### Problem details
Set the records down again. Match every line exactly.

### Data under study

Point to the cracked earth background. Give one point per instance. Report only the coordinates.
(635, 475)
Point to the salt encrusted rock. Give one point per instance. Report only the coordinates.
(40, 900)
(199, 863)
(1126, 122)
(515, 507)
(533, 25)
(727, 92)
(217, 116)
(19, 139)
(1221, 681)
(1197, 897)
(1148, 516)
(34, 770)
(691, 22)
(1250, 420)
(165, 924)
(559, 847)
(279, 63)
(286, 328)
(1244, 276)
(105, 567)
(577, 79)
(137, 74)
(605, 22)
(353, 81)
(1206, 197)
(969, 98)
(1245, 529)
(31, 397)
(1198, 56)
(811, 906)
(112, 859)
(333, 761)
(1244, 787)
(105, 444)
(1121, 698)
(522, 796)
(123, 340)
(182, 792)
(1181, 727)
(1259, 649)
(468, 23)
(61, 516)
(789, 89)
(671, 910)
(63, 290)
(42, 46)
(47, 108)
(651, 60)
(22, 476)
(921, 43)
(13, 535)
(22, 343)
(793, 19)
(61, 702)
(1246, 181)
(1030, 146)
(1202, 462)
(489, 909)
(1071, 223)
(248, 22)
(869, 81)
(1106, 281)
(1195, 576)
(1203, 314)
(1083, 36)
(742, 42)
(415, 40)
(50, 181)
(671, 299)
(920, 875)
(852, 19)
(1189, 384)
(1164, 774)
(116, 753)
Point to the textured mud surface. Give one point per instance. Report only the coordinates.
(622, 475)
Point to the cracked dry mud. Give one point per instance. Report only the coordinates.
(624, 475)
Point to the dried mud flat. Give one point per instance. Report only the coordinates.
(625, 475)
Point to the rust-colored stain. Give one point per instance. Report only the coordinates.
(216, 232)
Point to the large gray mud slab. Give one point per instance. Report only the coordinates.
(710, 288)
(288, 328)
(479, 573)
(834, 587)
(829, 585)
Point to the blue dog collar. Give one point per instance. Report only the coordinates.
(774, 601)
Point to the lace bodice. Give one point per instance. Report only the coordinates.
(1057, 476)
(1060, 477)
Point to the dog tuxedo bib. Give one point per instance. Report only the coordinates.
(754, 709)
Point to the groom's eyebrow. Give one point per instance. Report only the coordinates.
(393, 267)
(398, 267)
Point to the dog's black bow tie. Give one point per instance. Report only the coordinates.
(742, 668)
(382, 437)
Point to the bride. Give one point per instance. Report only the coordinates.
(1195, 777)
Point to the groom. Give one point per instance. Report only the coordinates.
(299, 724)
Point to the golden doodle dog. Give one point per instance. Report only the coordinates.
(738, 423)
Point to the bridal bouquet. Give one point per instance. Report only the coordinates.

### Task response
Point to the cracked earth background. Give one point per instance. Report only the coordinates.
(635, 475)
Point to the salt encrusted rock. Give one point per instance. Report only the coordinates.
(40, 900)
(199, 863)
(1126, 122)
(515, 507)
(533, 25)
(727, 92)
(217, 116)
(19, 139)
(1221, 681)
(1197, 897)
(1148, 516)
(34, 770)
(691, 22)
(1250, 420)
(165, 924)
(559, 847)
(279, 63)
(286, 328)
(1244, 276)
(105, 567)
(577, 79)
(137, 74)
(605, 22)
(353, 81)
(1206, 197)
(969, 98)
(1245, 529)
(31, 397)
(1198, 56)
(811, 906)
(112, 859)
(333, 761)
(1244, 787)
(105, 444)
(1121, 698)
(522, 796)
(123, 340)
(182, 792)
(1181, 727)
(1259, 649)
(468, 23)
(61, 516)
(789, 89)
(671, 910)
(63, 290)
(42, 46)
(47, 108)
(651, 60)
(22, 476)
(921, 43)
(13, 535)
(22, 343)
(793, 19)
(61, 702)
(1246, 181)
(1030, 146)
(1202, 462)
(489, 909)
(1071, 223)
(248, 22)
(869, 81)
(1106, 281)
(1195, 576)
(1203, 314)
(1083, 36)
(742, 42)
(415, 40)
(50, 181)
(671, 299)
(920, 875)
(852, 19)
(1189, 384)
(1164, 774)
(116, 753)
Point to the textured mud surface. Give one point per instance. Report only the coordinates.
(622, 475)
Point to the cracked dry mud. Give one point per instance. Report only the coordinates.
(624, 475)
Point to the dried mud flat. Give one point per instance. Report only the coordinates.
(625, 475)
Point to the rust-colored stain. Give one point per instance. Report only the coordinates.
(216, 232)
Point to the large gray mud slab. Give one point per instance. Report only the coordinates.
(710, 288)
(288, 328)
(479, 573)
(834, 587)
(829, 585)
Point to the blue dog collar. Give one point per instance. Report only the coordinates.
(774, 601)
Point to the lace bodice. Give one point per instance. Report only the coordinates.
(1057, 476)
(1060, 477)
Point to the dog tuxedo bib. Give one point per instance. Report only the coordinates.
(754, 709)
Point to the groom's eyebrow. Give one point per instance. Report only the coordinates.
(393, 267)
(398, 267)
Point to the dog's black bow tie. Give one point per instance. Report only the coordinates.
(742, 668)
(382, 437)
Point to the bride. Give one point per instance. Report only the coordinates.
(1195, 777)
Point to the groom. Give one point per instance. Report only the coordinates.
(299, 724)
Point to the golden doodle dog. Give one point per instance. Report only the coordinates.
(738, 423)
Point to the bridal bouquet. Give one point per instance. Report only the coordinates.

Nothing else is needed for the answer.